OPDRACHT:
Beantwoord met behulp van de leestekst de volgende vragen:
(a) Onder welke voorwaarde stemt de fractie tegen het wetsvoorstel?
(b) Welk plan presenteerde de woonsector kort na het sluiten van het begrotingsakkoord?
(c) Waarmee worden meer marktconforme huren voor de lagere inkomensgroepen gecompenseerd?

Het mag duidelijk zijn dat mijn fractie hierover zeer teleurgesteld is.
Zolang niet aan de in het begrotingsakkoord geformuleerde randvoorwaarden wordt voldaan, zal mijn fractie dan ook tegen dit wetsvoorstel stemmen.
Tot slot een enkele opmerking over het bredere perspectief. Duidelijk is dat er veel moet gebeuren om de woningmarkt weer vlot te trekken en om deze eerlijker te maken. Daarvoor zullen maatregelen genomen moeten worden zowel met betrekking tot de koopmarkt, als met betrekking tot de huursector. Het zal een integrale aanpak moeten zijn.
Kort na het sluiten van het begrotingsakkoord presenteerde de woonsector het plan wonen 4.0; een breed gedragen integrale aanpak van zowel de koop- als de huursector. Mijn fractie ziet in dit plan goede aanknopingspunten voor een toekomstig woonbeleid, en hoopt dat daar na de verkiezingen grote stappen in gezet kunnen worden.
In de tussentijd zullen we het met tussenstappen moeten doen. Wij zien de afspraken uit het begrotingsakkoord als zo'n tussenstap; en hopen snel afspraken te kunnen maken over een gedegen en integraal woonbeleid. Een woonbeleid waarin de hypotheekrenteaftrek serieus wordt aangepakt. Een woonbeleid met meer marktconforme huren, die voor de lagere inkomensgroepen worden gecompenseerd door middel van huurtoeslagen; welke hoger kunnen zijn dan nu het geval is. Een woonbeleid waarbij geen gegevens door de belastingdienst aan verhuurders hoeven te worden verstrekt.

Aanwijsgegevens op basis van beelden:

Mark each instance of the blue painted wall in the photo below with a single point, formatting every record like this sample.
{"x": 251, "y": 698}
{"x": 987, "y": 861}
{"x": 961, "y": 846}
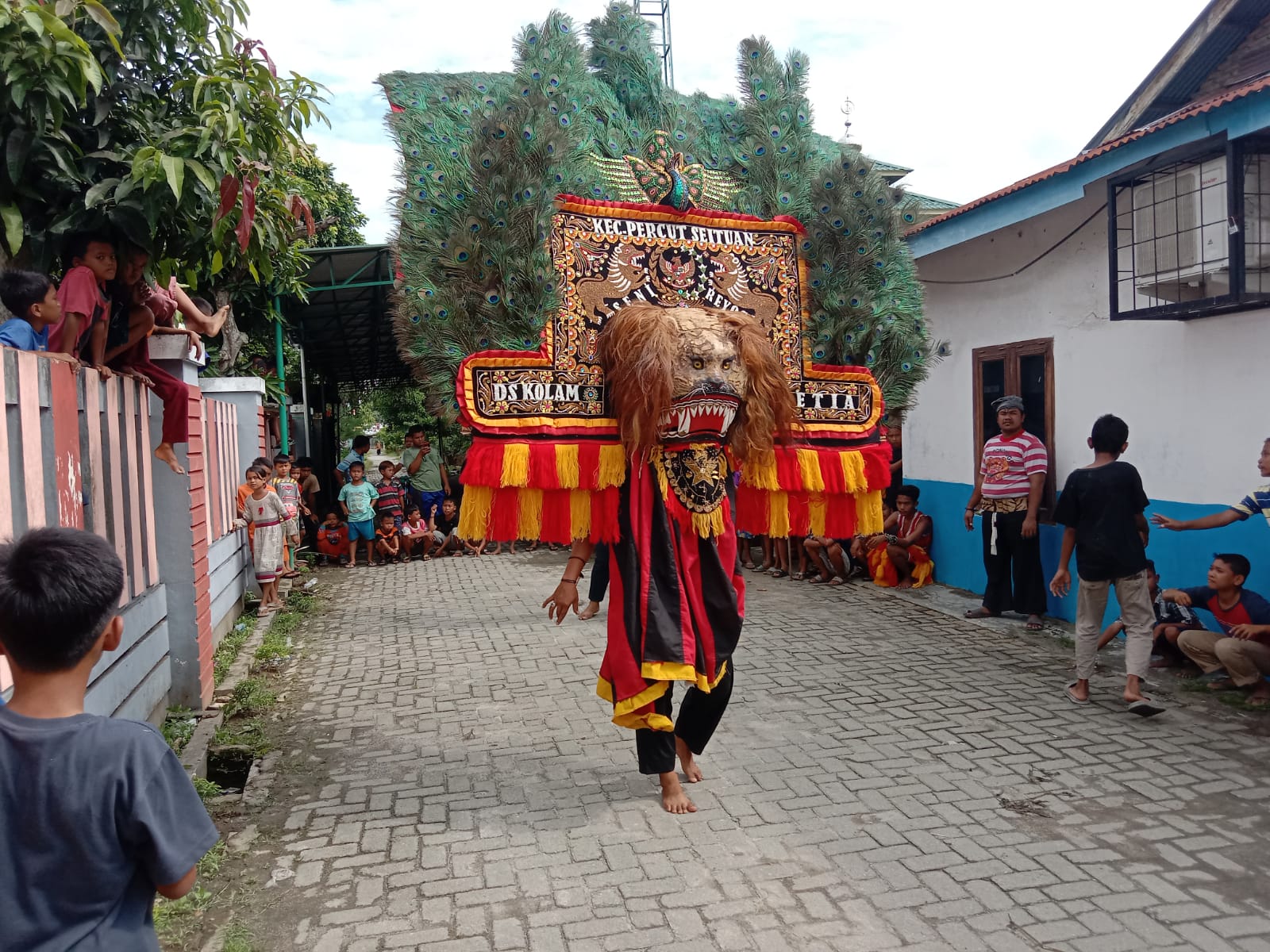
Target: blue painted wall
{"x": 1181, "y": 558}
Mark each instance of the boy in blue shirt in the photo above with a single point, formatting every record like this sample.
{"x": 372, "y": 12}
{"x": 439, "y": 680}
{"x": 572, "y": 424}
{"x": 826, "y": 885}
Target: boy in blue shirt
{"x": 32, "y": 300}
{"x": 95, "y": 814}
{"x": 359, "y": 498}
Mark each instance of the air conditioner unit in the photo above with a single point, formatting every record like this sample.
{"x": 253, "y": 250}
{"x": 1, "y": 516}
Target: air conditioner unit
{"x": 1180, "y": 232}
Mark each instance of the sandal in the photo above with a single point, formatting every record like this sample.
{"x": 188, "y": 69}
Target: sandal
{"x": 1146, "y": 708}
{"x": 1071, "y": 695}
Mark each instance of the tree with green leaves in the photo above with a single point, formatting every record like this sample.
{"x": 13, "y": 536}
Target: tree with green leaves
{"x": 486, "y": 154}
{"x": 162, "y": 122}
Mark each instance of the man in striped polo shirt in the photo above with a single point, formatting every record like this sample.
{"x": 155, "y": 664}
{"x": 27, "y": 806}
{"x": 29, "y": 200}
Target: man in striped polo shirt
{"x": 1257, "y": 501}
{"x": 1007, "y": 492}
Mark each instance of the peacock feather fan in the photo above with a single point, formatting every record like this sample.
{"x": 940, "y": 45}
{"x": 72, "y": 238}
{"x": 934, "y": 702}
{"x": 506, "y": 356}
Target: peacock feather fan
{"x": 486, "y": 154}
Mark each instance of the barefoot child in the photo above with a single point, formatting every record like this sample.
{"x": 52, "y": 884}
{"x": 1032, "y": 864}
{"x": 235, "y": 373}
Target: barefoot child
{"x": 97, "y": 812}
{"x": 86, "y": 308}
{"x": 357, "y": 498}
{"x": 266, "y": 513}
{"x": 416, "y": 536}
{"x": 387, "y": 539}
{"x": 901, "y": 555}
{"x": 289, "y": 493}
{"x": 1242, "y": 647}
{"x": 333, "y": 539}
{"x": 1103, "y": 509}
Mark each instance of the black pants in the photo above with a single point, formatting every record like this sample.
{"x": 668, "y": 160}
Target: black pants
{"x": 1007, "y": 554}
{"x": 600, "y": 574}
{"x": 698, "y": 717}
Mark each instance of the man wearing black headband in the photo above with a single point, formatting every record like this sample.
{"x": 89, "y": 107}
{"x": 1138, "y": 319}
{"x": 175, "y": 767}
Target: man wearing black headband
{"x": 1007, "y": 492}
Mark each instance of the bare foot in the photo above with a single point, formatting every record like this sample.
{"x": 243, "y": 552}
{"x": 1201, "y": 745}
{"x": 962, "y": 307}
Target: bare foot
{"x": 981, "y": 613}
{"x": 690, "y": 766}
{"x": 164, "y": 454}
{"x": 673, "y": 799}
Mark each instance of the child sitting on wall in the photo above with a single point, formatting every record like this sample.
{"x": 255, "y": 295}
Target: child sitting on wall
{"x": 33, "y": 304}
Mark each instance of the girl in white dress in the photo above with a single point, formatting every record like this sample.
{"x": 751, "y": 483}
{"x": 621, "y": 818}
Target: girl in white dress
{"x": 264, "y": 511}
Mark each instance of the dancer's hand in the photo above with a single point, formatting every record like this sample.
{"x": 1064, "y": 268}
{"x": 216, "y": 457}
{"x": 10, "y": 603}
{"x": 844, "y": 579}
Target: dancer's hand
{"x": 564, "y": 598}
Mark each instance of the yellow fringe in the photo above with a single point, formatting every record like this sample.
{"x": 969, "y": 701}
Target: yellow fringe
{"x": 760, "y": 473}
{"x": 474, "y": 514}
{"x": 854, "y": 473}
{"x": 869, "y": 513}
{"x": 708, "y": 524}
{"x": 516, "y": 465}
{"x": 779, "y": 520}
{"x": 613, "y": 466}
{"x": 579, "y": 513}
{"x": 530, "y": 518}
{"x": 810, "y": 465}
{"x": 816, "y": 509}
{"x": 567, "y": 465}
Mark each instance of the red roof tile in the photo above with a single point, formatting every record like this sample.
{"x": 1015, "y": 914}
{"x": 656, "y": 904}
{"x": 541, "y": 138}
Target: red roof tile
{"x": 1187, "y": 112}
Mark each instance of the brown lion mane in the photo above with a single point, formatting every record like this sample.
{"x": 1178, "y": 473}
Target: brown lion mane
{"x": 638, "y": 348}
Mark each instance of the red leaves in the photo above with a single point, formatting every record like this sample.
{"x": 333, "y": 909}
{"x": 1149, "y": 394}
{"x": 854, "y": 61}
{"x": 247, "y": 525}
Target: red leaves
{"x": 248, "y": 46}
{"x": 229, "y": 197}
{"x": 244, "y": 228}
{"x": 302, "y": 211}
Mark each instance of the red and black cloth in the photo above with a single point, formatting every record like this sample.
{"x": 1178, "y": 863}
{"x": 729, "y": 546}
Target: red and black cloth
{"x": 677, "y": 606}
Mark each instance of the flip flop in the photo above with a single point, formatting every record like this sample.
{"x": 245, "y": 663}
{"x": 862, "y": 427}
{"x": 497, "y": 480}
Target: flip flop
{"x": 1147, "y": 708}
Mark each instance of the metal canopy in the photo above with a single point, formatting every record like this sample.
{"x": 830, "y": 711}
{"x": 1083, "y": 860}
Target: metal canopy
{"x": 346, "y": 327}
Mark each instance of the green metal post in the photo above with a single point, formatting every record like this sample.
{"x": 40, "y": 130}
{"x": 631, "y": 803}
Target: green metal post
{"x": 283, "y": 424}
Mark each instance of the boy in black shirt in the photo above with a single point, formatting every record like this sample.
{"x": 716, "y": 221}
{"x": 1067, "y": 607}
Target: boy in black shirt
{"x": 97, "y": 812}
{"x": 1103, "y": 509}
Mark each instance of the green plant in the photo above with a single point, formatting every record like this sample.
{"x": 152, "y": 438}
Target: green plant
{"x": 178, "y": 727}
{"x": 249, "y": 733}
{"x": 226, "y": 653}
{"x": 486, "y": 154}
{"x": 206, "y": 789}
{"x": 213, "y": 860}
{"x": 237, "y": 937}
{"x": 177, "y": 920}
{"x": 251, "y": 697}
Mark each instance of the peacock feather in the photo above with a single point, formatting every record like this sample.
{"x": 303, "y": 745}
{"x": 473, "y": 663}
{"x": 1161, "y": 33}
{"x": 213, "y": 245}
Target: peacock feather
{"x": 486, "y": 154}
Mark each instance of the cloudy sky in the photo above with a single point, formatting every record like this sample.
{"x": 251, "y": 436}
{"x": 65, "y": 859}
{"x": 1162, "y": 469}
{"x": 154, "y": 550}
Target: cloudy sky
{"x": 972, "y": 95}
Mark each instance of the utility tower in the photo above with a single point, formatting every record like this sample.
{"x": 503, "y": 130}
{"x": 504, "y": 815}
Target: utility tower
{"x": 660, "y": 12}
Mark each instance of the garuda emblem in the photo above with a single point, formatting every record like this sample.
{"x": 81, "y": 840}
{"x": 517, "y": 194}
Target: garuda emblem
{"x": 662, "y": 175}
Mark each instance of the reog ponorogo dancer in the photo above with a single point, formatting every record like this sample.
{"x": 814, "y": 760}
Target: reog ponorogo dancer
{"x": 677, "y": 359}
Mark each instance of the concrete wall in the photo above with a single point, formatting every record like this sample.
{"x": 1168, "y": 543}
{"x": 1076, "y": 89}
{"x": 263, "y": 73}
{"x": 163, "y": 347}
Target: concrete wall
{"x": 1191, "y": 391}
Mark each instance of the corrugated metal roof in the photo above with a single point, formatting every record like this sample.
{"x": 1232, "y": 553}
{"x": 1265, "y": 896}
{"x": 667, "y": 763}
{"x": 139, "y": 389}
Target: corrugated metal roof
{"x": 1184, "y": 113}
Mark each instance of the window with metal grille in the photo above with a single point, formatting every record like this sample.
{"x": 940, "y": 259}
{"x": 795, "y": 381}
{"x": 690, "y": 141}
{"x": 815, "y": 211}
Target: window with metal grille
{"x": 1191, "y": 232}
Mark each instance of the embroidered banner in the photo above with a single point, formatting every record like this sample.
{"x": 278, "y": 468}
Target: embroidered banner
{"x": 607, "y": 255}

ANTWOORD:
(a) Zolang niet wordt voldaan aan de randvoorwaarden die in het begrotingsakkoord zijn geformuleerd.
(b) Het plan wonen 4.0.
(c) Met huurtoeslagen.